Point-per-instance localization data
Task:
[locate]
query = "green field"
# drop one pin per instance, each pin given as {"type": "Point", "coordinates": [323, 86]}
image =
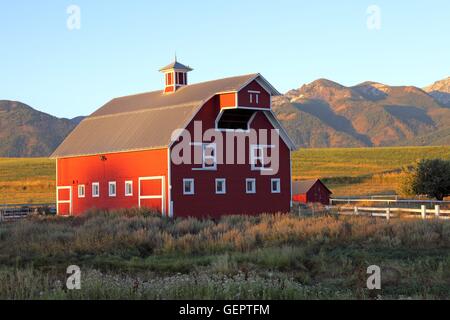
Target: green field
{"type": "Point", "coordinates": [359, 171]}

§ WHAT YOU HAVE TO DO:
Your copy of the entries should be exact and free of pictures.

§ WRITTEN ANSWER:
Task:
[locate]
query = "green field"
# drop one pin per instance, each pin given as {"type": "Point", "coordinates": [323, 86]}
image =
Target: green field
{"type": "Point", "coordinates": [359, 171]}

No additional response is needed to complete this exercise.